§ THE PROBLEM
Every line of the listing must be reproduced as it stands. Leave the images behind.

* BEGIN PROVIDED RECORDS *

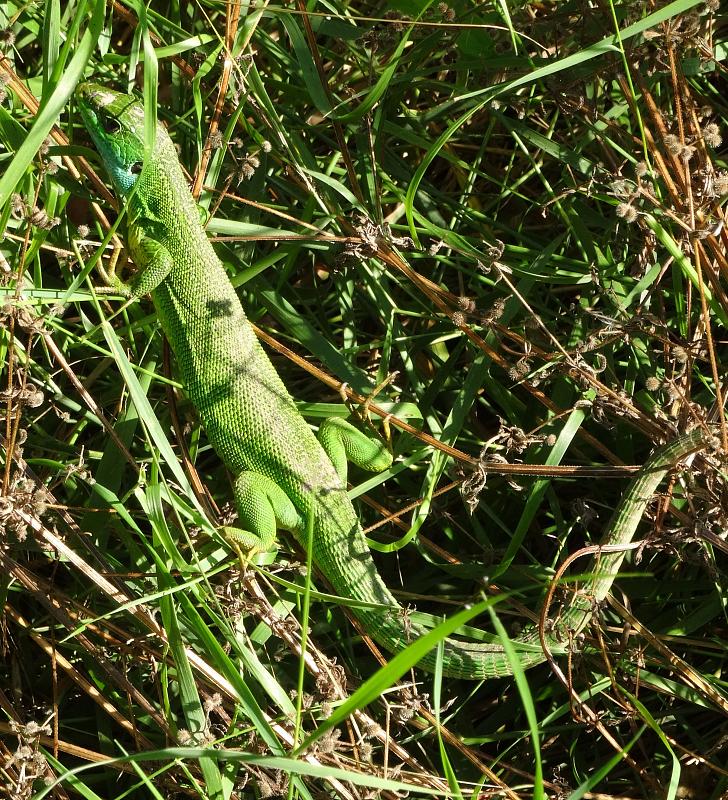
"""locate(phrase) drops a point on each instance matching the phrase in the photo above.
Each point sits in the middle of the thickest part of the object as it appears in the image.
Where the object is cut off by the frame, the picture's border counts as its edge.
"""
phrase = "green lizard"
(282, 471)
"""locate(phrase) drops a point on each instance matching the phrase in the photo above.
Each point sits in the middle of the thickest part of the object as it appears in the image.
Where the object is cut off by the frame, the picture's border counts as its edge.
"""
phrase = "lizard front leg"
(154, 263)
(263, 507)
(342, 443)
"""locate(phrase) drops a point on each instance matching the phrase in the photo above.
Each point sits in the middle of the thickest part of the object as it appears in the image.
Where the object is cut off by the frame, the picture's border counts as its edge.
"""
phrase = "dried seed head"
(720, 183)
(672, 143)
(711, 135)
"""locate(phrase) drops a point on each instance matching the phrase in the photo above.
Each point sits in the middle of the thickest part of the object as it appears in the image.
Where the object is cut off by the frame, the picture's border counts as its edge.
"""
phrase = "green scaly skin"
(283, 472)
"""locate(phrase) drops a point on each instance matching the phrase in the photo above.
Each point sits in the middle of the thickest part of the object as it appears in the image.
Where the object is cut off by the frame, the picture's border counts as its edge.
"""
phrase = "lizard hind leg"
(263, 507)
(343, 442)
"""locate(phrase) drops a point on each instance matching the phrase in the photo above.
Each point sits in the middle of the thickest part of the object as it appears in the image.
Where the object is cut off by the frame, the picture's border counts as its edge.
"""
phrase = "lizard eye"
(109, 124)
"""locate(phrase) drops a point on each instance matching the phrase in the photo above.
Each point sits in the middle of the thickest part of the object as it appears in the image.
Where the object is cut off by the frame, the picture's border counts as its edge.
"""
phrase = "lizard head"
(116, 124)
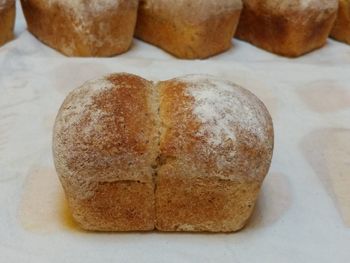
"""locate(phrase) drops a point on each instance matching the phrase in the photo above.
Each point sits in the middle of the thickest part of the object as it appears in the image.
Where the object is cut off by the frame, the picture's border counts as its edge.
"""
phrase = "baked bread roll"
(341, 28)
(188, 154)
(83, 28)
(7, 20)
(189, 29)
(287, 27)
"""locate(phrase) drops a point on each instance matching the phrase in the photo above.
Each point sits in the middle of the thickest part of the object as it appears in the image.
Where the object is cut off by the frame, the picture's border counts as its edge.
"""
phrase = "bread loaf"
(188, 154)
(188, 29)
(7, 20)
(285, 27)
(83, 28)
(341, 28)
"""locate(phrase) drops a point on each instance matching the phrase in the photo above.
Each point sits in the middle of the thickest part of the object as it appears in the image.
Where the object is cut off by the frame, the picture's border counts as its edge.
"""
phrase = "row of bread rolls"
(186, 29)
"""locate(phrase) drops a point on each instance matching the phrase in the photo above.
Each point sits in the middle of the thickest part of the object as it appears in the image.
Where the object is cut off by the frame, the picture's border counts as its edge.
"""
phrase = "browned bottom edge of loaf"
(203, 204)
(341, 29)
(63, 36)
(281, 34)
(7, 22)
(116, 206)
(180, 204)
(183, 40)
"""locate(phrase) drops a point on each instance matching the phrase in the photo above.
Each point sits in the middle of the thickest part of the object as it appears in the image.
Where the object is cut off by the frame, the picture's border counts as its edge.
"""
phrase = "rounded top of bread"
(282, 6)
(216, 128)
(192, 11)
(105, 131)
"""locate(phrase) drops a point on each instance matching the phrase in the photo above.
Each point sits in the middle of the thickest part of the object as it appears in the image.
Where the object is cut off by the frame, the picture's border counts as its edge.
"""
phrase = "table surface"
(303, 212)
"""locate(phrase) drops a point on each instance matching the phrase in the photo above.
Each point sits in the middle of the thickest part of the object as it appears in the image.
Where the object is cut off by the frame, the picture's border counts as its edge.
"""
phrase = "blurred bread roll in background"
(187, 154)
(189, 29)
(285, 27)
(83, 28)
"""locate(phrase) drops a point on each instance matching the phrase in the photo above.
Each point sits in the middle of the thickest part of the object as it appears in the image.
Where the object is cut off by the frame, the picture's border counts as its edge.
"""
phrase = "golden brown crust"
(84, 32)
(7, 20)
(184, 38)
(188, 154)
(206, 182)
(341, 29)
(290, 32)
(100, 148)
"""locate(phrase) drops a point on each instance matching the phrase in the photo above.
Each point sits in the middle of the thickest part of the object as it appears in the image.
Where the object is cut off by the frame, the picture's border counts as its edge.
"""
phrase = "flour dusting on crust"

* END PROVIDED RECORDS *

§ RESPONSE FOR THIS EXERCISE
"""locate(phrase) drops a point on each instance matching the phrase in the photo above.
Each point sits in the middle of the thickest part of the object as it appears in the image.
Where the object is cut off by the frame, the picture's border counts as its edge.
"""
phrase = "green lizard"
(282, 471)
"""locate(phrase) drops a point on each instance matching the phrase in the photo above.
Each point sits in the middle of the thickest part of the object as it appears in the image.
Where the object is cut off by the frame, the picture's border counts as its edge.
"""
phrase = "lizard front leg"
(154, 263)
(263, 507)
(342, 443)
"""locate(phrase) drops a point on each instance matching the phrase in the photo above.
Each point sits in the middle of the thickest part of the object as it appears in the image.
Where the object is cut off by the frame, the picture's border counts as its edge.
"""
phrase = "dried seed head"
(720, 183)
(672, 143)
(711, 135)
"""locate(phrase) drops a point on each instance matching the phrase in the photo above.
Each point sits in the middle of the thickest part of the object as it appears in the image.
Where the object is cut off by the frame, the picture's border counts as its edge.
"""
phrase = "green scaly skin"
(283, 472)
"""locate(phrase) drops a point on each instance matching the phrase in the photo above.
Each point sits in the middle of the thickest part of the object as it appears in the image.
Where the object is cut off by the frame, the picture's border counts as its edge.
"""
phrase = "lizard hind leg"
(263, 507)
(343, 442)
"""locate(phrase) drops a point on each instance matching the phrase in the photo above.
Each point sits in the middle of the thickest part of the object as it appears in the image.
Where the object is cut off by the frame, the picture's border counts as its edge.
"""
phrase = "lizard eye"
(109, 124)
"""locate(phrase) drops a point on each instance matching the phrase in the photo above.
Each point sits in the middle of the thickest part of the object as it appears in the image.
Where the object is cut off by the frame, the picture's border counts as its edge.
"""
phrase = "lizard head"
(116, 124)
"""locate(phrase) drops a point on each instance matching the phrase in the photo above.
Each point sits in the middle of the thickest part of the object as it appears in the image.
Where the object is cut off by the frame, the picture's border counts as its edge.
"""
phrase = "baked bread roll"
(341, 28)
(188, 154)
(83, 28)
(7, 20)
(189, 29)
(287, 27)
"""locate(phrase) drops a point on each instance matching the phrase in the photo above.
Each point sits in the middle of the thickest part of the object as it appears in the image.
Where the object is cut off by the frame, the picture's border counts as its edge.
"""
phrase = "bread loaf"
(188, 154)
(188, 29)
(7, 20)
(285, 27)
(83, 28)
(341, 28)
"""locate(phrase) drops a point on each instance matching the phrase in the photo above.
Each point sits in the middle of the thickest part of the object as it appears in the image.
Where the object is cut off by the frame, the picture's border counts as its edge.
"""
phrase = "row of bread rolls"
(186, 29)
"""locate(phrase) drops a point on each instance matching the phrase in the photo above.
Each point sits in the middle of the thickest part of the object as it appears in the image.
Where the object is cut off by the frame, the picture's border counts as its edge.
"""
phrase = "browned bottom edge of loaf"
(203, 204)
(341, 29)
(63, 36)
(281, 34)
(7, 22)
(116, 206)
(180, 204)
(183, 40)
"""locate(phrase) drops a point on each instance matching the phrase in the photo above.
Each point sits in the middle of the thickest part of the object as it appears in the image.
Where the object is cut off by the frame, the picture's border counts as its edge.
"""
phrase = "rounded top of bread"
(282, 6)
(216, 128)
(192, 11)
(105, 131)
"""locate(phrase) drops a point on each instance matching the phrase in the photo above.
Each point sits in the middle of the thickest part of the object as it appears in the image.
Where the object is cut off by the frame, the picture's border counts as its edge.
"""
phrase = "table surface"
(303, 212)
"""locate(phrase) drops a point on each instance matching the phrase in the photo above.
Each point sits in the middle of the thickest part of the object as it appears in the image.
Where the object is cut off by the frame, the picture's border counts as its edge.
"""
phrase = "blurred bread roll in background"
(187, 154)
(189, 29)
(285, 27)
(83, 28)
"""locate(phrase) drops a point on each instance matching the phrase in the photo above.
Each point sits in the middle of the thickest part of the object as it appears in the image.
Where the object is cut off by the frame, the picture's border counts as its edge.
"""
phrase = "golden brown crust"
(84, 32)
(7, 20)
(184, 38)
(188, 154)
(206, 182)
(341, 29)
(290, 32)
(100, 148)
"""locate(phrase) drops a point on each instance matching the phrase in the photo above.
Each point sits in the middle of the thickest part of the object as it appears in the image.
Where the object is cut off by the frame, the picture's border counts as its edge.
"""
phrase = "flour dusting on crust"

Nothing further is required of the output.